**Selection:**
1999 is a great year for the 7.3 Navistar motor. One of the last years with the forged rod motor and it's also the first year of the "new" body style. There are two 99 Super Duty's, early and late. Middle of December of 98 is the cut off. Both versions are good but the later version has a more quiet turbo. Both of my 99's are late 99's, a F250 and F350 dually.

The dually is really nice when towing heavy loads. The heavy tounge weight of the dump trailers were finally getting too much for the F250 after 230K miles of use. The dually will pull the 17K lb trailer at 70 mph like there's nothing behind it, very stable platform.


----------



## dougger222 (Jan 29, 2004)

IMO, the only other "best" year 7.3 would be the 2000 MY. Still forged rod motor one year newer and didn't have the mechanical diode issue in the tranny's that the 2001's had, many covered under the 36K mile warranty but many after warranty.

If I had to trade the 99 F350 for anything comparable it would be for a 2000 F350 Lariat LE crew cab 4x4 but I like the monotone paint better than the two tome LE paint.

The F350 is sharp, all red, larger tires crew cab with no running boards, it's a really long truck.


----------



## RobertCDF (Aug 18, 2005)

I would have loved to have gotten an excursion instead... But I am glad I got the truck otherwise I would have looked like a hubby borrowing his wifes truck.

**Records supplied:**
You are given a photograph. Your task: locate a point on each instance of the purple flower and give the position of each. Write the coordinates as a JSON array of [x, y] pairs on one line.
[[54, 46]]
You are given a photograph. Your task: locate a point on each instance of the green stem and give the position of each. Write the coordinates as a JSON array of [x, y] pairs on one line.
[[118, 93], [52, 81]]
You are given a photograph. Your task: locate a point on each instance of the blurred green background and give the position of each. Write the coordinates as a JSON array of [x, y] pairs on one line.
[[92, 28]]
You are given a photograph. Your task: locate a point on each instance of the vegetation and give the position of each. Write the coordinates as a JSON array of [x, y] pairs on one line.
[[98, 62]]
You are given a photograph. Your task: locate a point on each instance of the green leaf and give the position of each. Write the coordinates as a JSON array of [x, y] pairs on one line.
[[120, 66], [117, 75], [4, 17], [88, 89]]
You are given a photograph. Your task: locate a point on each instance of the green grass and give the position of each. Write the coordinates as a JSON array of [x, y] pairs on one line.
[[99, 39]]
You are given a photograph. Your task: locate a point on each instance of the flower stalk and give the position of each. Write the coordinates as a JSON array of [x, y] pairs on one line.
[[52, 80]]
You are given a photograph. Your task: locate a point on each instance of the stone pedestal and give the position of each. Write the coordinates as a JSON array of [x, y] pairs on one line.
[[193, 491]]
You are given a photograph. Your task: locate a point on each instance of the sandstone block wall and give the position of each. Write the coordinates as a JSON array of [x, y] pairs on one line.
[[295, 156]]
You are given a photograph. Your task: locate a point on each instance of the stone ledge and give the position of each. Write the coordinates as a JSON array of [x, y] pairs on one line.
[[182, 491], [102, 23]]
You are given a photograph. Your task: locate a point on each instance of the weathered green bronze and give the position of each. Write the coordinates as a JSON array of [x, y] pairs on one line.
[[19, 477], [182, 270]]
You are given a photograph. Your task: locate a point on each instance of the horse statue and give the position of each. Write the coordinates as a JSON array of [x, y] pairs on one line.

**Stated task A:** Update the Super Duty thread from "1999 is a great" up to and including "(Jan 29, 2004)", changing "F250" to "F-250" wherever it occurs in that span.
**Stated task B:**
Answer these questions from the Super Duty thread:
(i) What is the cut off between early and late 99 Super Duty trucks?
(ii) How heavy is the trailer that the dually pulls at 70 mph?
(iii) Which model year had the mechanical diode issue in the transmissions?
Rely solely on the Super Duty thread for your answers.

**Correct response A:**
1999 is a great year for the 7.3 Navistar motor. One of the last years with the forged rod motor and it's also the first year of the "new" body style. There are two 99 Super Duty's, early and late. Middle of December of 98 is the cut off. Both versions are good but the later version has a more quiet turbo. Both of my 99's are late 99's, a F-250 and F350 dually.

The dually is really nice when towing heavy loads. The heavy tounge weight of the dump trailers were finally getting too much for the F-250 after 230K miles of use. The dually will pull the 17K lb trailer at 70 mph like there's nothing behind it, very stable platform.


----------



## dougger222 (Jan 29, 2004)

**Correct response B:**
(i) The middle of December of 98.
(ii) 17K lb.
(iii) The 2001 model year.